• **Page text**:
★ ★ ★ ★ ★ ★ ★
64 In February 1982, the Bahrs solicitors sent a letter to the Thompsons stating:

    "We confirm that at the expiration of the lease our clients will enter into a contract with you to purchase Lot 340 for the sum of $45 000 in terms of their agreement with Nicolay and your recent letter…"

65 On 23 June, the Bahrs solicitors forwarded a cheque for $4,500 to the Thompsons by way of deposit and a "Notice of Exercise of Option" which stated that:

    "On the basis of the agreement entered into between yourselves and Mr Nicolay and subsequent correspondence from yourselves to the then solicitors representing [the Bahrs] … a binding option agreement exists between you and the Bahrs."
    The Thompsons returned the cheque and refused to sell to the Bahrs, who commenced action against Nicolay and Thompson, claiming an order that the land vest in them on payment of $45 000 or, alternatively, specific performance of the June 1980 agreement and damages against both respondents.
★ ★ ★ ★ ★ ★ ★
Image location labeling data
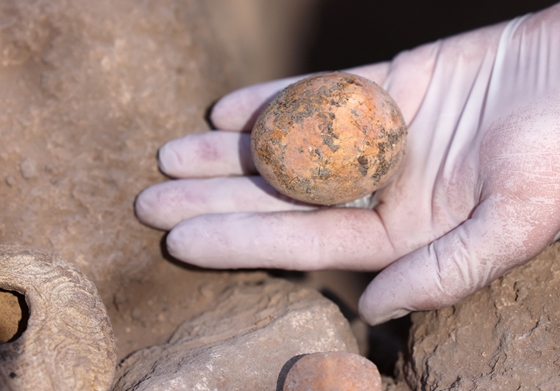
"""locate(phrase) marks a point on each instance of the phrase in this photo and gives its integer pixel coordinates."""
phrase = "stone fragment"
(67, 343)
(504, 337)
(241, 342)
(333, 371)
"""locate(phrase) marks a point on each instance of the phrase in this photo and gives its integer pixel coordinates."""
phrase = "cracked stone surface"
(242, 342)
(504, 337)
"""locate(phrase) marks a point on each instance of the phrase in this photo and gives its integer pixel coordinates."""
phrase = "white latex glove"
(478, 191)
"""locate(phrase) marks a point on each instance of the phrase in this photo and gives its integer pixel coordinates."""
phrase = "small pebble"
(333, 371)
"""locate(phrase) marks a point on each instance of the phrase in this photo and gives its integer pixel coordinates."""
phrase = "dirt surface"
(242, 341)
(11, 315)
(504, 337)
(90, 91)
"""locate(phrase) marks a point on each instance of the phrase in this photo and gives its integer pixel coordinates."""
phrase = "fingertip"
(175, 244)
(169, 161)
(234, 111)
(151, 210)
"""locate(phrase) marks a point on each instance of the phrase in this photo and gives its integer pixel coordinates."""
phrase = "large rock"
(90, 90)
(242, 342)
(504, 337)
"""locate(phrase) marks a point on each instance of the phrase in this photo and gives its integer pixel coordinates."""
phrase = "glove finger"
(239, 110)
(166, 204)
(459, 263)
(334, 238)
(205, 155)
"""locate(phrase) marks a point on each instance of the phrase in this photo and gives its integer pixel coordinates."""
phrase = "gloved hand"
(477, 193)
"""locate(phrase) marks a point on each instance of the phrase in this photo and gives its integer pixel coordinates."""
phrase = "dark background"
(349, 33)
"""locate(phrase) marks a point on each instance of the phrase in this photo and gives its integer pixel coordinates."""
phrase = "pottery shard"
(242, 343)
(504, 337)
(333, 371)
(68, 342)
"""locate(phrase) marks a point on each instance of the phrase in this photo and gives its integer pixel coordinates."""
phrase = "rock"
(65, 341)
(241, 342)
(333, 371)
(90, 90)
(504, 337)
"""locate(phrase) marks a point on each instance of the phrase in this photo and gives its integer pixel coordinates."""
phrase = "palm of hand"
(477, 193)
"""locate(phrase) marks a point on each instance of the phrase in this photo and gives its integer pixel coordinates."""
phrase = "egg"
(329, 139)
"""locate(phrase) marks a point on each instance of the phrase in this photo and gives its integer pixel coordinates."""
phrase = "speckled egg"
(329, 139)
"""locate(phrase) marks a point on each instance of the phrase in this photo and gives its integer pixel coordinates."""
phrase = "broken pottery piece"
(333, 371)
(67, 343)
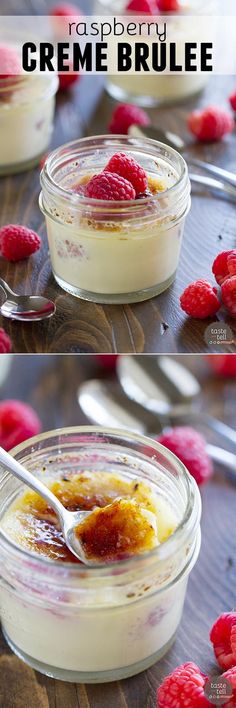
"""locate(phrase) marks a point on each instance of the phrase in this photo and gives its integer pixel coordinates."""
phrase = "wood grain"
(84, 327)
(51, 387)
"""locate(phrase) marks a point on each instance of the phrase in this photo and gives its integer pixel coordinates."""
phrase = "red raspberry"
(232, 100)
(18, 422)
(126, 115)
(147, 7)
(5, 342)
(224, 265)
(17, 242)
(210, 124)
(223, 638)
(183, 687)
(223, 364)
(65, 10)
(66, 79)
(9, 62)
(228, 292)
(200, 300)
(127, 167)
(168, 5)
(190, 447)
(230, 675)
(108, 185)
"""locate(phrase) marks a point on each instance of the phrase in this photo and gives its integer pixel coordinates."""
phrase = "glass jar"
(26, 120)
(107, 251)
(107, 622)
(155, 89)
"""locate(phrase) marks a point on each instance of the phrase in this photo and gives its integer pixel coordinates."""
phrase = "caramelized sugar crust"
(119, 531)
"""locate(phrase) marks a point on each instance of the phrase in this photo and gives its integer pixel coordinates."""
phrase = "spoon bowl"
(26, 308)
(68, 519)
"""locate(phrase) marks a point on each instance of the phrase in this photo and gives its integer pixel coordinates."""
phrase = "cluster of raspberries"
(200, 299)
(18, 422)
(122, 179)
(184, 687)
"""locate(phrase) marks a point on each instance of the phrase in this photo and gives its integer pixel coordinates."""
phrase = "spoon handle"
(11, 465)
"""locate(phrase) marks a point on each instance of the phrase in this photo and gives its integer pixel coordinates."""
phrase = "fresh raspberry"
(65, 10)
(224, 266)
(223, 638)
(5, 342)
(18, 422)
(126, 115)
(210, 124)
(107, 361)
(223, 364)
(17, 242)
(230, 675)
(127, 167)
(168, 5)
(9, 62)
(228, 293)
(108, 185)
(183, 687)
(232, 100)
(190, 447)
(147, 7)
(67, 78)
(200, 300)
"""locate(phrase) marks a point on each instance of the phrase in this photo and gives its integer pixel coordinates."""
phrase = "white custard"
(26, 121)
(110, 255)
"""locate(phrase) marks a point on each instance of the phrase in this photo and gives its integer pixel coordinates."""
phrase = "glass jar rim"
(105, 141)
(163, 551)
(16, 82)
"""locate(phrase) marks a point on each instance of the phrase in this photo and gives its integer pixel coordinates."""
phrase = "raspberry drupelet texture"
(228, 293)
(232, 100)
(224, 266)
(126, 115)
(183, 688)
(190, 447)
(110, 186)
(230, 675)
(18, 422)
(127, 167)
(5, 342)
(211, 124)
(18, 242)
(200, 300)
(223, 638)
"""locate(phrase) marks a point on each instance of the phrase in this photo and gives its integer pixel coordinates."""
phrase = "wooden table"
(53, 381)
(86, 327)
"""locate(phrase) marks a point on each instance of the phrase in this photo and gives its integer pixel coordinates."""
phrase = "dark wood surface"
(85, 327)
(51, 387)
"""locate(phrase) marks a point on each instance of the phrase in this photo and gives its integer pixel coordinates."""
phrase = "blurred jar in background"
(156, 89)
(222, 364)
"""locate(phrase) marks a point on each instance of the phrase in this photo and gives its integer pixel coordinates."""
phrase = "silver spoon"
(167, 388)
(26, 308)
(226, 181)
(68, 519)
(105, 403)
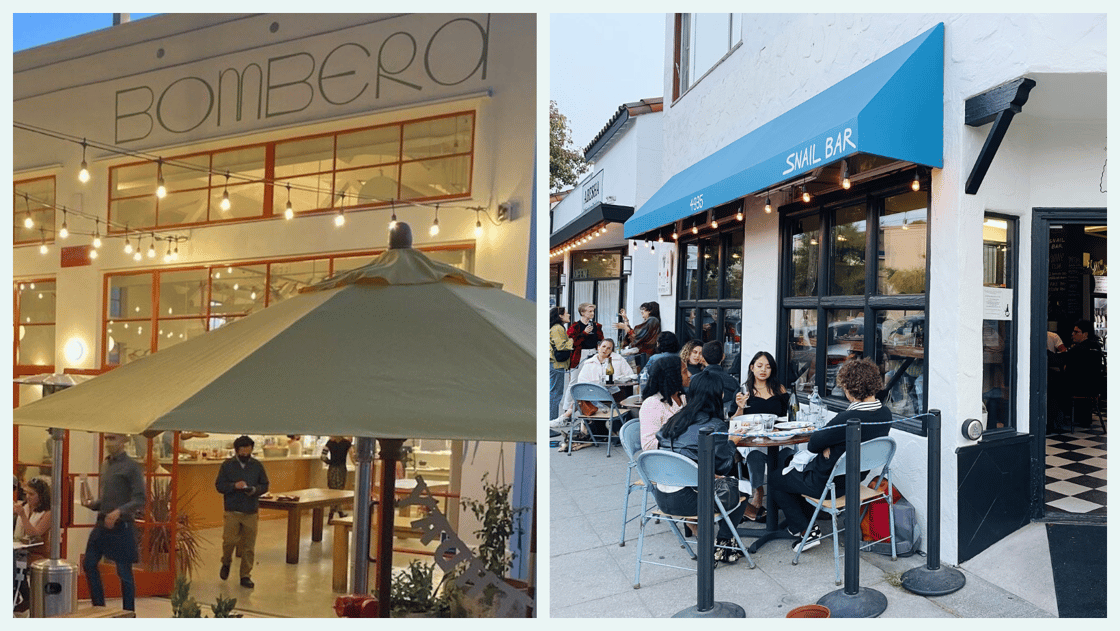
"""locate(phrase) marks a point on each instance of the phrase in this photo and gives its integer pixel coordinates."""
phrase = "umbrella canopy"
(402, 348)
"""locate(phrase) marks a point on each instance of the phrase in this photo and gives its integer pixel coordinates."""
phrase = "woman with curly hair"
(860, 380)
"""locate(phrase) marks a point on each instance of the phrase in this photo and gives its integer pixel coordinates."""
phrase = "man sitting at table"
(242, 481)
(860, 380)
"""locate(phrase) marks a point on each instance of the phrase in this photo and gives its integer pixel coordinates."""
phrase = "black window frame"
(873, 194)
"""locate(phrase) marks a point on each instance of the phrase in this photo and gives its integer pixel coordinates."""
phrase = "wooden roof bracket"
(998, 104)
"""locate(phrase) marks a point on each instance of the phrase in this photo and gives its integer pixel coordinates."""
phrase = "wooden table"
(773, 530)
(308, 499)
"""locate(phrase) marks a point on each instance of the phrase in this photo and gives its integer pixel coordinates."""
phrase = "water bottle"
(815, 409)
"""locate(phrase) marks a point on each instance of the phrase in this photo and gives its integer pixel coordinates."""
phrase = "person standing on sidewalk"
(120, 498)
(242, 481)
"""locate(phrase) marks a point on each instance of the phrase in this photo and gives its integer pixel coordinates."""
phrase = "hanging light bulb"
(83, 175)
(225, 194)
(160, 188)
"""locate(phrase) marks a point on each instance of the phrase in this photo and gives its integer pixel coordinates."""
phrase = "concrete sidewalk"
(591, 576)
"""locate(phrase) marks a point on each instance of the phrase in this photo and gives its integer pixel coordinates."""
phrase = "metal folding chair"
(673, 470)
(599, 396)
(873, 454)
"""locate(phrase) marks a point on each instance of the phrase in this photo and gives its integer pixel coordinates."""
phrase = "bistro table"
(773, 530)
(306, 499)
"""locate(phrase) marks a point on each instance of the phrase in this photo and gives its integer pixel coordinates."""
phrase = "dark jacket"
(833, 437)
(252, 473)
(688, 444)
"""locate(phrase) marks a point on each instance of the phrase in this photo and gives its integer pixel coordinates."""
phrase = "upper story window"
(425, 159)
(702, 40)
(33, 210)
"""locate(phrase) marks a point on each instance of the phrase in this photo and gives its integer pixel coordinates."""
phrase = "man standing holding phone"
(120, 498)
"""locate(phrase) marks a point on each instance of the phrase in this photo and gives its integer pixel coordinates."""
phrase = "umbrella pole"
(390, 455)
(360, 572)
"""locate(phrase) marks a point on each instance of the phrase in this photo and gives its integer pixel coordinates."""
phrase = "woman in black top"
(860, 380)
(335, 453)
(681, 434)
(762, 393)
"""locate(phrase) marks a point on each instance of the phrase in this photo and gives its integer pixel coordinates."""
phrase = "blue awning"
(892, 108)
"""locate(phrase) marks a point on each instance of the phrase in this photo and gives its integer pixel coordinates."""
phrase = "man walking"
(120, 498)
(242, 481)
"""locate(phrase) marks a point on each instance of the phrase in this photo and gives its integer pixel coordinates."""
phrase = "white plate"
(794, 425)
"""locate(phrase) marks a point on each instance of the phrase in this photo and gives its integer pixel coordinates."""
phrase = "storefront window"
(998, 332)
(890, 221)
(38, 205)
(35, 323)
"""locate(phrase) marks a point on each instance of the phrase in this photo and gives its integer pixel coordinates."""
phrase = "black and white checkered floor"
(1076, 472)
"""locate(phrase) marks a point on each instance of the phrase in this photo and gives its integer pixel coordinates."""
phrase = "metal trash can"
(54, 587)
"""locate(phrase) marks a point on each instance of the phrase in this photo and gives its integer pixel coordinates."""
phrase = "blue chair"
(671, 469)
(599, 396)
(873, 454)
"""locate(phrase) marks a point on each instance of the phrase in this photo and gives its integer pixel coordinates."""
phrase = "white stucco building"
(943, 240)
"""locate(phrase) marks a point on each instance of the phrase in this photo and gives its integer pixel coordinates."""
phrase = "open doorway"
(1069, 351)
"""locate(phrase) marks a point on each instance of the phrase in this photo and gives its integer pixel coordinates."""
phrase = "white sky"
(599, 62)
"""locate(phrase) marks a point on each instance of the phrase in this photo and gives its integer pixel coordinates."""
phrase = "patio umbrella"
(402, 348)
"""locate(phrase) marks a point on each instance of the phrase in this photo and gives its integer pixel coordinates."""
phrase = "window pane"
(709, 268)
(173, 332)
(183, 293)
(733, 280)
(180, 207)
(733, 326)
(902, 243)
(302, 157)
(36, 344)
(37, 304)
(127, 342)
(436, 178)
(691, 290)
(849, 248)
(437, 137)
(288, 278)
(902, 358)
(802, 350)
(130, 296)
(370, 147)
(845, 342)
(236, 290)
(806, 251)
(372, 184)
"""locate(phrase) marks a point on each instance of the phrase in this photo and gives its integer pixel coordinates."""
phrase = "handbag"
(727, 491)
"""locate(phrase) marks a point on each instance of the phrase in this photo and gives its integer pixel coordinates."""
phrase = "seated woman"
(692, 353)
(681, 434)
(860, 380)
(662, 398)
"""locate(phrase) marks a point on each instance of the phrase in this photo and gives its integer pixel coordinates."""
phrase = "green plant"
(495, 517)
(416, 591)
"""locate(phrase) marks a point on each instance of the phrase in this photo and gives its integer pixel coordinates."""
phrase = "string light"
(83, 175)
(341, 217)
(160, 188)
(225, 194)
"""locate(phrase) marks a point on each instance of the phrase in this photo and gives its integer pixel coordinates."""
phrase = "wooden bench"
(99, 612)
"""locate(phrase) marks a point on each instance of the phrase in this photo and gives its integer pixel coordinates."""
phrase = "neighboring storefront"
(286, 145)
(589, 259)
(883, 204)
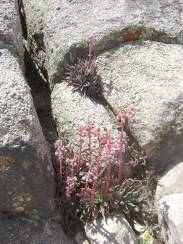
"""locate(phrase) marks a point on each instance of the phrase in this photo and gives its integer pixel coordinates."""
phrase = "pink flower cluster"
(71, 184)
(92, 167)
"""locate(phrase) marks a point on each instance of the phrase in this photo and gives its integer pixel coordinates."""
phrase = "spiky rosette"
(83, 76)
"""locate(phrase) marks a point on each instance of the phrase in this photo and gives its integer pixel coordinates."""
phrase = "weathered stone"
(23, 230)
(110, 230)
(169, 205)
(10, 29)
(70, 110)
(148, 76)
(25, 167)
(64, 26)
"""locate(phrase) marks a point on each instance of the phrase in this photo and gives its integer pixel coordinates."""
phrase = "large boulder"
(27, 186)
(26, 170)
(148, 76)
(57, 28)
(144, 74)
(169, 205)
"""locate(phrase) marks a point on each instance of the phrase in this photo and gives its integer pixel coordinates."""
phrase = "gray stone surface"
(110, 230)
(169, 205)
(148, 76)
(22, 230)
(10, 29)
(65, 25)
★ ★ ★ ★ ★ ★ ★
• **Stated task**:
In the text about the Bahrs' dispute over Lot 340, what was the amount of the cheque their solicitors sent to the Thompsons as a deposit on 23 June? This data has no connection to the text about the Bahrs and the Thompsons.

• **Complete output**:
$4,500